■ What is needed ■
Write out every record again, exactly.

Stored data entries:
= = = = =

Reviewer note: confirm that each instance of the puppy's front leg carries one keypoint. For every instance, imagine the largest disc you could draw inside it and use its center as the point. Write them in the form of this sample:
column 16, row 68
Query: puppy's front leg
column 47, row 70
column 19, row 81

= = = = =

■ Answer area ■
Reviewer note: confirm that each instance of the puppy's front leg carries one keypoint. For every instance, imagine the largest disc you could draw inside it and use its center as the point. Write them in the form of this sample:
column 16, row 68
Query: puppy's front leg
column 47, row 70
column 19, row 81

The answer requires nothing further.